▶ **Exercise details**
Return every line of the data that contains the string "flower".

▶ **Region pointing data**

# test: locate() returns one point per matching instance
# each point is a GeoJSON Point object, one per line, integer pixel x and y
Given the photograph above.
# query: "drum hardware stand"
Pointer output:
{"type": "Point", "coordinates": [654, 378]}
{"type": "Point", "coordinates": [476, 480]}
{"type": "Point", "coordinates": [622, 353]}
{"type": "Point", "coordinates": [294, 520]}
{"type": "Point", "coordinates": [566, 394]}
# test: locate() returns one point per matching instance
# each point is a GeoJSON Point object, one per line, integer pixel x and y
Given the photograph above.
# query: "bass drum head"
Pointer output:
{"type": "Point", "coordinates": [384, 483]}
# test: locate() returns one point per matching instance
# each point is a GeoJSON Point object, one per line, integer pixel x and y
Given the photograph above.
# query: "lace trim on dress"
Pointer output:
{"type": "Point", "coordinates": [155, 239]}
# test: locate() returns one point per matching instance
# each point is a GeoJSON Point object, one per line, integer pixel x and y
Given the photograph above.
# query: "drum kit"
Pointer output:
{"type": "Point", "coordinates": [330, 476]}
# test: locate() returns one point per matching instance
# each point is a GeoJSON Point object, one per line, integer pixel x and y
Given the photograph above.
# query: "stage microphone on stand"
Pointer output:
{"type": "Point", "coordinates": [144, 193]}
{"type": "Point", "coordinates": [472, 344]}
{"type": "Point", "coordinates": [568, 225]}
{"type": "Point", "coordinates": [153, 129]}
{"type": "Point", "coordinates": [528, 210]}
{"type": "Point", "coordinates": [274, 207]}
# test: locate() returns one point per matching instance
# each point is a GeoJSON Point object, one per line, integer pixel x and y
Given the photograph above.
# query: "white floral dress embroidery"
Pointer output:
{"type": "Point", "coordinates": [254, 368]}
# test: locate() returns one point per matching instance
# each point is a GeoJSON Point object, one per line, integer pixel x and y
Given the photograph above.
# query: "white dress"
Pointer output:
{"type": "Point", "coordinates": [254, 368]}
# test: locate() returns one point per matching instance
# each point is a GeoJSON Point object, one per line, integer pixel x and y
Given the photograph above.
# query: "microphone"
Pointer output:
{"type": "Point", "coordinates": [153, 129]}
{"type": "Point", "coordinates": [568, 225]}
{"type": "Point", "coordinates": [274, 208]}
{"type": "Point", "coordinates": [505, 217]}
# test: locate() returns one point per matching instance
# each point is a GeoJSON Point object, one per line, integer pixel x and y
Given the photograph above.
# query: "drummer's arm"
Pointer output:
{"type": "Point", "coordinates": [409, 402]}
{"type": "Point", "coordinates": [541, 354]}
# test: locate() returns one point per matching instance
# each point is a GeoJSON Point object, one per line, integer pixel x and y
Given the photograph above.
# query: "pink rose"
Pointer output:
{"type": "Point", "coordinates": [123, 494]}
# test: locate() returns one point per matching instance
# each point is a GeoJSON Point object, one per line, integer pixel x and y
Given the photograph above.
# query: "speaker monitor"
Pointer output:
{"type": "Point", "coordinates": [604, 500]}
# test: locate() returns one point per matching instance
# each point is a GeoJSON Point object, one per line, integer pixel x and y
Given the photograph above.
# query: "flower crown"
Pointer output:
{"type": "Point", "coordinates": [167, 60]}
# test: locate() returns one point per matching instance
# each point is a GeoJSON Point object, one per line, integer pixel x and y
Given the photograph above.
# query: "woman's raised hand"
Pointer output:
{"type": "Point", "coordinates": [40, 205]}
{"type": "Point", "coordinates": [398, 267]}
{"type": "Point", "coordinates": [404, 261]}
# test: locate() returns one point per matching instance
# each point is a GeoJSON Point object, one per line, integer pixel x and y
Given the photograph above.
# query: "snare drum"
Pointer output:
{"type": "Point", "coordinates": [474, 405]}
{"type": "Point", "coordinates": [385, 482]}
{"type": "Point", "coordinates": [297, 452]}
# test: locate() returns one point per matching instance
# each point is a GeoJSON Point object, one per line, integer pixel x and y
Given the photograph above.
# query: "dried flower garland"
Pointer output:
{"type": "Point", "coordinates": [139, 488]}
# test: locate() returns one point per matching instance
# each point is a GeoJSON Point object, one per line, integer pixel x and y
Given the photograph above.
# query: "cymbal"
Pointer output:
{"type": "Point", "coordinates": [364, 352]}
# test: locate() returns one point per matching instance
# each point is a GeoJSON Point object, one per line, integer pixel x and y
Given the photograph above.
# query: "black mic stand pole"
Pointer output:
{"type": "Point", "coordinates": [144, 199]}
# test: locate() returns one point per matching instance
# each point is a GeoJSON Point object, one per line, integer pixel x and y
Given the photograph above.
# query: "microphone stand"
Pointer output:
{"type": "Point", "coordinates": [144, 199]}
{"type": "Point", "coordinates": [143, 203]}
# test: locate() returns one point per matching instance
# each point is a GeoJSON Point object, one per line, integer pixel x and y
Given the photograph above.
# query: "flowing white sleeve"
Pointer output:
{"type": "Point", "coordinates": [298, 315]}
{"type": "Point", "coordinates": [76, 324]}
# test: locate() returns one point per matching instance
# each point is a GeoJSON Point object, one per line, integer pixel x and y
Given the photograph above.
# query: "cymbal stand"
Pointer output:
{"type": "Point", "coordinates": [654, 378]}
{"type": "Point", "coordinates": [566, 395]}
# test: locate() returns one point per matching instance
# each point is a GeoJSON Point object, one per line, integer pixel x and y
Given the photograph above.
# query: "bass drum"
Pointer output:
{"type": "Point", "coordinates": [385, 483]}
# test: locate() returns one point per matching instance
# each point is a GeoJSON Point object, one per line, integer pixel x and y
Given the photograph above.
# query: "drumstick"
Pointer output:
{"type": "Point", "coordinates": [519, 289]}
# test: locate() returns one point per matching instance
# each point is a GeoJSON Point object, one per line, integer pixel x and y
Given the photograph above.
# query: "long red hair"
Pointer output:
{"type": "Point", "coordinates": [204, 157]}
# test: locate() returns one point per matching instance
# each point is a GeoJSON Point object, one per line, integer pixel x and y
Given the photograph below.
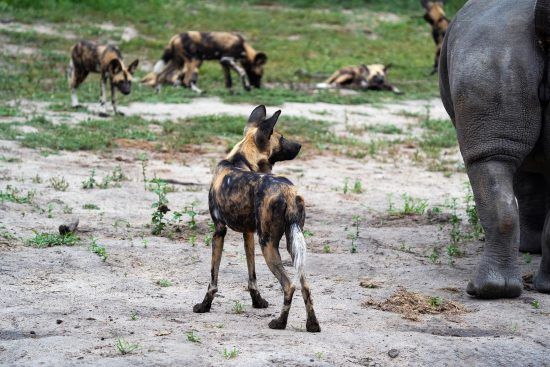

▶ **Exercise output**
# query: "flower crown"
# query: "dried flower garland"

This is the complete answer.